(Dataset excerpt)
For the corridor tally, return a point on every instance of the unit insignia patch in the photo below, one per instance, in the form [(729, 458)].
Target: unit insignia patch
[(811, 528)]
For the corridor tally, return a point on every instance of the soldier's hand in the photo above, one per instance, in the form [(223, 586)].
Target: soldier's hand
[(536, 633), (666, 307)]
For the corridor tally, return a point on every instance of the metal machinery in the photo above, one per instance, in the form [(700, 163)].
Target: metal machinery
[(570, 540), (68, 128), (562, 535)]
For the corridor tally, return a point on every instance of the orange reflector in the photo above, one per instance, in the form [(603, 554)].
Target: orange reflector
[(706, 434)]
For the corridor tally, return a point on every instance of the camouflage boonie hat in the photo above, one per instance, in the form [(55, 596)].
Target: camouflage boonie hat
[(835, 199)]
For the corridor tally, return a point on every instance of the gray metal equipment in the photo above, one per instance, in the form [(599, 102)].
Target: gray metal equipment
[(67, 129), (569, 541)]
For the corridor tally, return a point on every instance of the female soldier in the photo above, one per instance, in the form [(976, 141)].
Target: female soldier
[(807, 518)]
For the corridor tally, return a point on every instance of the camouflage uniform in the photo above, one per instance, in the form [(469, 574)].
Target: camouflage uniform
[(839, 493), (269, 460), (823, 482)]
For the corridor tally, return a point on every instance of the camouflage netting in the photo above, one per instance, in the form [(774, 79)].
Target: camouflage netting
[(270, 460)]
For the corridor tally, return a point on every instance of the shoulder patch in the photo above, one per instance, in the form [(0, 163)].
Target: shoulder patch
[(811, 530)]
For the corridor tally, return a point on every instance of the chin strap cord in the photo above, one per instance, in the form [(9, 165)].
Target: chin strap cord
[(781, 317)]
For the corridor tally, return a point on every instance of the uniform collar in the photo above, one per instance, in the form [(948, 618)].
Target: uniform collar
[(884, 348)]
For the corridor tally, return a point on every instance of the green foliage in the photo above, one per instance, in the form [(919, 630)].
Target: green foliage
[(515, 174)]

-- Directions for this task --
Reproduce all of the data above line for line, with no changes.

-- The reply --
For the corridor tally, return a point on every instance of the unit insignia patch in the photo below, one per instance, in the form [(729, 458)].
Target: unit insignia patch
[(811, 528)]
For the corridor tally, return a point on every instance of the soldier's hand in the photo above, one per instance, in the form [(223, 586)].
Target: soldier's hand
[(536, 633), (666, 307)]
For the corridor tally, return a point on every instance of the metal machinery in the photo above, one per instance, in the form [(700, 163)].
Target: metal machinery
[(570, 540), (68, 128), (562, 535)]
For the corridor tally, return a point on every instance of the orange reflector in the photo above, one per instance, in the form [(603, 554)].
Target: orange reflector
[(706, 434)]
For the corridor tally, return a point on every instance of the camouflage boonie hat in the photo above, one per instance, in the form [(55, 596)].
Target: camouflage boonie hat
[(835, 199)]
For the corridor tally, return a point on every instance of the gray metal equipment in the photo above, one per instance, in the form [(599, 102)].
Target: gray metal equipment
[(67, 129), (569, 541)]
For the corridor tally, return a point on every instance of the female soldier in the photo above, one per instance, in the form [(976, 141)].
Target: female soldier
[(807, 518)]
For the corridor tally, return a point on every instance of the camouflage uniform in the photo above, one per instance, in the form [(469, 574)].
Target: camouflage uniform
[(839, 493), (269, 460), (823, 482)]
For the corridor tally, return a point on every instance of the camouflage netting in the photo above, one per instance, in the form [(774, 79)].
Target: camouflage netting
[(270, 460)]
For the corridor tally, return a point on every instance of the shoulder patch in the photo above, one per instance, in the form [(0, 163)].
Target: shoulder patch
[(811, 530)]
For the corridor tally, return a point on every instance of the chin strap cord in the photo above, one per instance, in the form [(9, 165)].
Target: chin strap cord
[(781, 317)]
For the corridor tally, return a point on every instance of the uniform collar in the photo above, one per instance, in the form [(948, 618)].
Target: uniform collar
[(884, 348)]
For the corridor tally, return a point on every instance of the green foliage in the photo above, one per instance, in the form [(919, 630)].
Target: green foliage
[(515, 174)]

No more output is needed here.